(Input material)
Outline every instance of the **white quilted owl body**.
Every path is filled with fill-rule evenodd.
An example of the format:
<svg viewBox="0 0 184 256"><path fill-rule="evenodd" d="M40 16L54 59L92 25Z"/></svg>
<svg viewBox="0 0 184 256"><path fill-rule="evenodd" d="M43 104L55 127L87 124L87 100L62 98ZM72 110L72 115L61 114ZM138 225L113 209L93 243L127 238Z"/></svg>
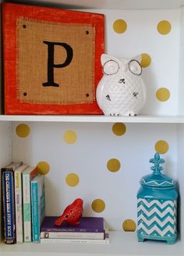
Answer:
<svg viewBox="0 0 184 256"><path fill-rule="evenodd" d="M105 115L136 115L146 101L140 63L103 54L101 64L104 76L97 88L100 108Z"/></svg>

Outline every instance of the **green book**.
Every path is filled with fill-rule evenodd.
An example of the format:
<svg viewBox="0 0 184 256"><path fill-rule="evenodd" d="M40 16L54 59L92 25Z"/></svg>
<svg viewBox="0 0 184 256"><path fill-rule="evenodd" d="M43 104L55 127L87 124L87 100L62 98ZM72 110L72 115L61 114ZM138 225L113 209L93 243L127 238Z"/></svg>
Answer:
<svg viewBox="0 0 184 256"><path fill-rule="evenodd" d="M37 169L35 167L28 167L23 172L23 240L25 243L32 241L30 182L37 172Z"/></svg>
<svg viewBox="0 0 184 256"><path fill-rule="evenodd" d="M41 242L41 225L45 215L44 175L37 175L31 181L33 242Z"/></svg>

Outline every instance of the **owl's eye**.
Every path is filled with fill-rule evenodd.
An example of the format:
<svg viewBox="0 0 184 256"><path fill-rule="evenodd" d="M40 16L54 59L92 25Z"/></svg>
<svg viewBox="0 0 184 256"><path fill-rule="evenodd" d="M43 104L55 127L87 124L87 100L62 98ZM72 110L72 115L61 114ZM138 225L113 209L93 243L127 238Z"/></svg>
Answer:
<svg viewBox="0 0 184 256"><path fill-rule="evenodd" d="M136 76L140 76L142 73L142 67L136 59L131 59L129 62L129 70L132 74Z"/></svg>
<svg viewBox="0 0 184 256"><path fill-rule="evenodd" d="M103 72L107 75L112 75L118 73L119 70L119 63L113 59L106 61L103 66Z"/></svg>

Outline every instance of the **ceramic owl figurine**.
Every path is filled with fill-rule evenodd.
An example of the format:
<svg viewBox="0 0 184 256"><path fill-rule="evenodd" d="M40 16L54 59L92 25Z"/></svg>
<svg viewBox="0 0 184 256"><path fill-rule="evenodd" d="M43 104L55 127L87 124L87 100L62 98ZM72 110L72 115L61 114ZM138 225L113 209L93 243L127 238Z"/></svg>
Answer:
<svg viewBox="0 0 184 256"><path fill-rule="evenodd" d="M138 59L101 55L104 76L97 88L97 101L105 115L136 116L145 104L146 89Z"/></svg>

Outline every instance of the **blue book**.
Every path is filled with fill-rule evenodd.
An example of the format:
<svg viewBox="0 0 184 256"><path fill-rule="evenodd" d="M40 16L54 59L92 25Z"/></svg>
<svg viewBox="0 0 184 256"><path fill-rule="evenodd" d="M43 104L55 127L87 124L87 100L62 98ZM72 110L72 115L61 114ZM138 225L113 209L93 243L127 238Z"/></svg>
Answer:
<svg viewBox="0 0 184 256"><path fill-rule="evenodd" d="M41 242L41 225L45 215L44 176L37 175L31 181L33 242Z"/></svg>
<svg viewBox="0 0 184 256"><path fill-rule="evenodd" d="M22 164L22 162L12 163L2 168L5 243L8 244L16 242L14 171Z"/></svg>

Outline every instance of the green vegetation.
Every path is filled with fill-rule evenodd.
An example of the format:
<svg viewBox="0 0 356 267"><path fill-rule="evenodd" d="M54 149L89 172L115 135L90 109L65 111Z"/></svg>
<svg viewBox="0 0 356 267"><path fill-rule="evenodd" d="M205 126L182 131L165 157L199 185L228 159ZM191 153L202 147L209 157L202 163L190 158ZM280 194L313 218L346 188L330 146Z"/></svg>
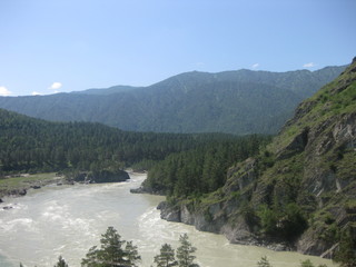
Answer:
<svg viewBox="0 0 356 267"><path fill-rule="evenodd" d="M171 154L149 170L144 186L174 198L215 191L225 185L231 165L256 155L269 140L269 137L248 136Z"/></svg>
<svg viewBox="0 0 356 267"><path fill-rule="evenodd" d="M155 256L154 263L157 267L199 267L194 263L196 258L192 254L197 250L189 243L187 234L179 237L180 246L177 248L177 258L175 249L169 244L164 244L160 254ZM138 247L132 241L121 239L121 236L113 227L108 227L101 235L100 248L93 246L89 249L86 257L81 260L81 267L135 267L141 261L138 254ZM20 267L22 264L20 264ZM60 256L55 267L69 267L66 260Z"/></svg>
<svg viewBox="0 0 356 267"><path fill-rule="evenodd" d="M0 107L47 120L97 121L132 131L276 134L303 99L344 69L194 71L146 88L0 98Z"/></svg>
<svg viewBox="0 0 356 267"><path fill-rule="evenodd" d="M0 177L149 167L172 152L234 139L220 134L127 132L99 123L48 122L0 109Z"/></svg>
<svg viewBox="0 0 356 267"><path fill-rule="evenodd" d="M93 246L89 249L86 258L81 260L82 267L134 267L141 260L132 241L121 240L121 236L113 227L108 227L101 235L100 244L100 248Z"/></svg>

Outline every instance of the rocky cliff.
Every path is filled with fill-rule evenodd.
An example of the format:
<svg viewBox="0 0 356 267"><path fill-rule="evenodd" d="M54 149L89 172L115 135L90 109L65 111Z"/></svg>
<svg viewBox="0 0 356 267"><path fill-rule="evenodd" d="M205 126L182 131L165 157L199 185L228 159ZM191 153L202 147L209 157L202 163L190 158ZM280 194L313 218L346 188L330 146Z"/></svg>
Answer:
<svg viewBox="0 0 356 267"><path fill-rule="evenodd" d="M222 188L159 208L236 244L333 257L343 233L356 240L356 58L267 149L233 166Z"/></svg>

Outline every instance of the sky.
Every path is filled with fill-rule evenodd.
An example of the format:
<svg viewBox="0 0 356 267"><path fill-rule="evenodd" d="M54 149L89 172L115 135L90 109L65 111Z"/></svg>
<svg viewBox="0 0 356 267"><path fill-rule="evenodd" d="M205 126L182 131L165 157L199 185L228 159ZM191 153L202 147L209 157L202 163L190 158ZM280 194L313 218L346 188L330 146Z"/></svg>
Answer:
<svg viewBox="0 0 356 267"><path fill-rule="evenodd" d="M356 56L355 0L0 0L0 96Z"/></svg>

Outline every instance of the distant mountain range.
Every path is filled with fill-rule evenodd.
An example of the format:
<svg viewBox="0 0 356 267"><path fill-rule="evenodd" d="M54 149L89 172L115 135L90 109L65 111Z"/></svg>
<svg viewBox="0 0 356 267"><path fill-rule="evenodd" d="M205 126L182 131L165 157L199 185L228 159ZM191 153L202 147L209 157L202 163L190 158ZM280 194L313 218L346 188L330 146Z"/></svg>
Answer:
<svg viewBox="0 0 356 267"><path fill-rule="evenodd" d="M276 134L301 100L345 68L192 71L149 87L0 97L0 108L47 120L96 121L131 131Z"/></svg>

(Given problem)
Copy every record above verbatim, omitting the pictures.

(The reply)
Outline every instance of the **white quilted owl body**.
Every path is filled with fill-rule evenodd.
An example of the format:
<svg viewBox="0 0 184 256"><path fill-rule="evenodd" d="M40 16L54 59L92 25Z"/></svg>
<svg viewBox="0 0 184 256"><path fill-rule="evenodd" d="M43 104L55 127L87 124L87 100L62 98ZM72 110L72 115L61 114ZM138 225L113 209L93 243L127 238Z"/></svg>
Answer:
<svg viewBox="0 0 184 256"><path fill-rule="evenodd" d="M105 115L136 115L146 101L140 63L103 54L101 64L104 76L97 88L100 108Z"/></svg>

Outline every instance of the **green book**.
Every path is filled with fill-rule evenodd.
An example of the format:
<svg viewBox="0 0 184 256"><path fill-rule="evenodd" d="M40 16L54 59L92 25Z"/></svg>
<svg viewBox="0 0 184 256"><path fill-rule="evenodd" d="M43 104L55 127L87 124L87 100L62 98ZM72 110L72 115L61 114ZM138 225L113 209L93 243L127 238Z"/></svg>
Answer:
<svg viewBox="0 0 184 256"><path fill-rule="evenodd" d="M37 169L35 167L28 167L23 172L23 240L25 243L32 241L30 182L37 172Z"/></svg>
<svg viewBox="0 0 184 256"><path fill-rule="evenodd" d="M41 242L41 225L45 215L44 175L37 175L31 181L33 242Z"/></svg>

Outline every instance of the **owl's eye**.
Every path is filled with fill-rule evenodd.
An example of the format:
<svg viewBox="0 0 184 256"><path fill-rule="evenodd" d="M40 16L54 59L92 25Z"/></svg>
<svg viewBox="0 0 184 256"><path fill-rule="evenodd" d="M43 104L55 127L87 124L87 100L62 98ZM72 110L72 115L61 114ZM138 225L113 209L93 243L127 238Z"/></svg>
Answer:
<svg viewBox="0 0 184 256"><path fill-rule="evenodd" d="M136 76L140 76L142 73L142 67L136 59L131 59L129 62L129 70L132 74Z"/></svg>
<svg viewBox="0 0 184 256"><path fill-rule="evenodd" d="M103 72L107 75L112 75L118 73L119 70L119 63L113 59L106 61L103 66Z"/></svg>

Outline every instance of the **ceramic owl figurine**.
Every path is filled with fill-rule evenodd.
An example of the format:
<svg viewBox="0 0 184 256"><path fill-rule="evenodd" d="M40 16L54 59L92 25Z"/></svg>
<svg viewBox="0 0 184 256"><path fill-rule="evenodd" d="M43 104L55 127L87 124L87 100L62 98ZM72 110L72 115L61 114ZM138 225L113 209L93 243L127 238Z"/></svg>
Answer:
<svg viewBox="0 0 184 256"><path fill-rule="evenodd" d="M138 59L101 55L104 76L97 88L97 101L105 115L136 116L145 104L146 89Z"/></svg>

Outline every instance of the **blue book**.
Every path is filled with fill-rule evenodd.
An example of the format:
<svg viewBox="0 0 184 256"><path fill-rule="evenodd" d="M40 16L54 59L92 25Z"/></svg>
<svg viewBox="0 0 184 256"><path fill-rule="evenodd" d="M43 104L55 127L87 124L87 100L62 98ZM72 110L72 115L61 114ZM138 225L113 209L93 243L127 238Z"/></svg>
Answer:
<svg viewBox="0 0 184 256"><path fill-rule="evenodd" d="M41 242L41 225L45 215L44 176L37 175L31 181L33 242Z"/></svg>
<svg viewBox="0 0 184 256"><path fill-rule="evenodd" d="M22 164L22 162L12 163L2 168L5 243L8 244L16 242L14 171Z"/></svg>

Outline every instance of the green vegetation.
Every path is filled with fill-rule evenodd.
An example of the format:
<svg viewBox="0 0 356 267"><path fill-rule="evenodd" d="M54 149L89 172L115 135L90 109L65 111Z"/></svg>
<svg viewBox="0 0 356 267"><path fill-rule="evenodd" d="M205 126L182 131L165 157L199 185L228 159ZM191 153L202 147L209 157L202 163L190 158ZM280 194L313 218L346 188L330 146Z"/></svg>
Answer:
<svg viewBox="0 0 356 267"><path fill-rule="evenodd" d="M171 154L149 170L144 186L174 198L215 191L225 185L231 165L256 155L269 140L269 137L248 136Z"/></svg>
<svg viewBox="0 0 356 267"><path fill-rule="evenodd" d="M155 256L154 263L157 267L199 267L194 263L196 258L192 254L197 250L189 243L187 234L179 237L180 246L177 248L177 258L175 249L169 244L164 244L160 254ZM138 247L132 241L121 239L121 236L113 227L108 227L101 235L100 248L93 246L89 249L86 257L81 260L81 267L135 267L141 261L138 254ZM20 267L22 264L20 264ZM60 256L55 267L69 267L66 260Z"/></svg>
<svg viewBox="0 0 356 267"><path fill-rule="evenodd" d="M0 107L47 120L97 121L132 131L276 134L303 99L344 69L194 71L146 88L0 98Z"/></svg>
<svg viewBox="0 0 356 267"><path fill-rule="evenodd" d="M0 177L149 167L172 152L234 139L220 134L127 132L99 123L48 122L0 109Z"/></svg>
<svg viewBox="0 0 356 267"><path fill-rule="evenodd" d="M93 246L89 249L86 258L81 260L82 267L134 267L141 260L132 241L121 240L121 236L113 227L108 227L101 235L100 244L100 248Z"/></svg>

Outline every instance of the rocky cliff.
Every path is filled with fill-rule evenodd.
An example of the format:
<svg viewBox="0 0 356 267"><path fill-rule="evenodd" d="M54 149L89 172L115 135L90 109L65 111Z"/></svg>
<svg viewBox="0 0 356 267"><path fill-rule="evenodd" d="M205 126L182 131L165 157L199 185L228 159ZM191 153L202 147L209 157L202 163L190 158ZM280 194L313 218L346 188L330 146Z"/></svg>
Answer:
<svg viewBox="0 0 356 267"><path fill-rule="evenodd" d="M222 188L159 208L236 244L333 257L343 233L356 240L356 58L267 149L233 166Z"/></svg>

Outline every instance of the sky.
Every path is filled with fill-rule evenodd.
An example of the format:
<svg viewBox="0 0 356 267"><path fill-rule="evenodd" d="M54 149L89 172L115 135L90 109L65 111Z"/></svg>
<svg viewBox="0 0 356 267"><path fill-rule="evenodd" d="M205 126L182 131L165 157L199 185L228 159ZM191 153L202 147L209 157L202 163L190 158ZM280 194L313 218L346 188L330 146Z"/></svg>
Answer:
<svg viewBox="0 0 356 267"><path fill-rule="evenodd" d="M356 56L355 0L0 0L0 96Z"/></svg>

Outline every instance of the distant mountain range.
Every path is filled with fill-rule evenodd.
An example of the format:
<svg viewBox="0 0 356 267"><path fill-rule="evenodd" d="M54 149L89 172L115 135L90 109L65 111Z"/></svg>
<svg viewBox="0 0 356 267"><path fill-rule="evenodd" d="M205 126L182 131L165 157L199 185L228 159ZM191 153L202 147L209 157L202 163L190 158ZM280 194L313 218L346 188L330 146Z"/></svg>
Answer:
<svg viewBox="0 0 356 267"><path fill-rule="evenodd" d="M276 134L301 100L345 68L192 71L149 87L0 97L0 108L47 120L96 121L131 131Z"/></svg>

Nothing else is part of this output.